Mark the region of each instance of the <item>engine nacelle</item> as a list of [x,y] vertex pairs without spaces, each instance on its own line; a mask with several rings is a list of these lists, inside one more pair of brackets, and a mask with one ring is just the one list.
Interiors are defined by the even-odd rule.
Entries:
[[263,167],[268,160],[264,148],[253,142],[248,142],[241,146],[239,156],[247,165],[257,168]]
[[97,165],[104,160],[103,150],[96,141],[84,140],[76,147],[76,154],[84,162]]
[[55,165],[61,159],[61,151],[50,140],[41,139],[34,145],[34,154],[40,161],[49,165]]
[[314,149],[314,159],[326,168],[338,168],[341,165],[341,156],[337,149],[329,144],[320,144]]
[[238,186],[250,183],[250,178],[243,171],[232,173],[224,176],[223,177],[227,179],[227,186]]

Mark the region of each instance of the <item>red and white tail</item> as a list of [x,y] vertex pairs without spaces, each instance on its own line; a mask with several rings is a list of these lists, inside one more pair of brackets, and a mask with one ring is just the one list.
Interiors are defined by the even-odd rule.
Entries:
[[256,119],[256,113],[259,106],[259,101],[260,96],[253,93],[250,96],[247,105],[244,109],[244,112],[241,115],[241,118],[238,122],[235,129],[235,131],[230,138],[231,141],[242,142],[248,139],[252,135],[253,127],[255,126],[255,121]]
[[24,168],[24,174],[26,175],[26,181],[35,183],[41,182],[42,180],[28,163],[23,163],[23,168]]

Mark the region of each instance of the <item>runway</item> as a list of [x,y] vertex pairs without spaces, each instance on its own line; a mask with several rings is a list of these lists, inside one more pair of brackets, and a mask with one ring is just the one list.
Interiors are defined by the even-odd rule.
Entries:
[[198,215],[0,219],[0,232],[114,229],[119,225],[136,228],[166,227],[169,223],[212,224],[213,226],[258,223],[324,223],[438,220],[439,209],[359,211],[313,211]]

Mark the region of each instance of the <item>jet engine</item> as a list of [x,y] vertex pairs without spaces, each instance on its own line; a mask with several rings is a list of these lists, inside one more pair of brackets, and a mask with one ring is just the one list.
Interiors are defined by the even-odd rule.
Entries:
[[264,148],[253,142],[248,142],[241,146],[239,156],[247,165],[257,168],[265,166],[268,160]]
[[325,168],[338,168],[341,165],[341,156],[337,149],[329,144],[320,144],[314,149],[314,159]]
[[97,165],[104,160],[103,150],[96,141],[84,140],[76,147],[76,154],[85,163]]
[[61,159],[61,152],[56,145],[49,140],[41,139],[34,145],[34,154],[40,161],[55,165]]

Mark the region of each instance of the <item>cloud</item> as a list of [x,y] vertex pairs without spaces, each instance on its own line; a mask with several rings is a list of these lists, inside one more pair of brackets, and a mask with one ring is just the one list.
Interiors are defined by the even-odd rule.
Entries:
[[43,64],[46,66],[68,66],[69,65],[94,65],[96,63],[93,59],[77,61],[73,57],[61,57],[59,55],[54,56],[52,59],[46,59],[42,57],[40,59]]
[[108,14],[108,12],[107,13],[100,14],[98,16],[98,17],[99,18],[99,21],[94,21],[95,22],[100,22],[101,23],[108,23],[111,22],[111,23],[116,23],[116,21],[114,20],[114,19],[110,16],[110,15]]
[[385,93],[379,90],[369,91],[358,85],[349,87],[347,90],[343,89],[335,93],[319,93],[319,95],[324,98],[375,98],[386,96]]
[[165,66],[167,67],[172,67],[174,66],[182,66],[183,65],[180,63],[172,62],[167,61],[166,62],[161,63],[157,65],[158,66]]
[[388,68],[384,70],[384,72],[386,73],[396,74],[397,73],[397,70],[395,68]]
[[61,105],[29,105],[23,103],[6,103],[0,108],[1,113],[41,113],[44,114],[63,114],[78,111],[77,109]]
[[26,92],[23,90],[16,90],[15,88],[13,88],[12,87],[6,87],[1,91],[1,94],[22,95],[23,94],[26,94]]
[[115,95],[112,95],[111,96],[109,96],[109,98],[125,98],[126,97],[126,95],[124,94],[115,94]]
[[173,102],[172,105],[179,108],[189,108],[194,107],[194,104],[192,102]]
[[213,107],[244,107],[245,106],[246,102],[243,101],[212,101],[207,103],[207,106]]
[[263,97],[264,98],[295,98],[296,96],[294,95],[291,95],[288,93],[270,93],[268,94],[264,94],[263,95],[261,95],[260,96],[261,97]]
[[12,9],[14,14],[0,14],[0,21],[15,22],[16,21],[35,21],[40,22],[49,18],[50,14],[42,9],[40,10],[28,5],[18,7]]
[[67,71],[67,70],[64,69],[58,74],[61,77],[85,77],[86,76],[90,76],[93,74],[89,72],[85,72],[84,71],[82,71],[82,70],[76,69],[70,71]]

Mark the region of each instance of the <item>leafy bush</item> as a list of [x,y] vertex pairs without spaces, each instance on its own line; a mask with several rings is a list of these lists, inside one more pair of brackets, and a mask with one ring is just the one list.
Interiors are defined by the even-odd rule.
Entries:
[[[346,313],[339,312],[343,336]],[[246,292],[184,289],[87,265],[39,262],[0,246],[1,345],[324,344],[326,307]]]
+ + + + +
**EXERCISE REQUIREMENTS:** Rewrite every line from the one containing "Mark the region of each instance of the <item>leafy" through the end of the material, including the request text. In the answers only, multiply each vertex coordinate by 1.65 and round it to a whole number, with halves rounding up.

**SOLVED EXERCISE:**
Mark the region of each instance of the <item>leafy bush</item> as a list of [x,y] vertex pairs without spaces, each instance on its own line; a mask with several rings is a list of these lists, inside one more pair of brackets, and a mask with one ring is just the one list.
Interiors are defined by the even-odd rule.
Entries:
[[[571,516],[559,515],[566,554]],[[406,482],[304,477],[144,437],[64,432],[0,406],[2,569],[535,568],[538,507]]]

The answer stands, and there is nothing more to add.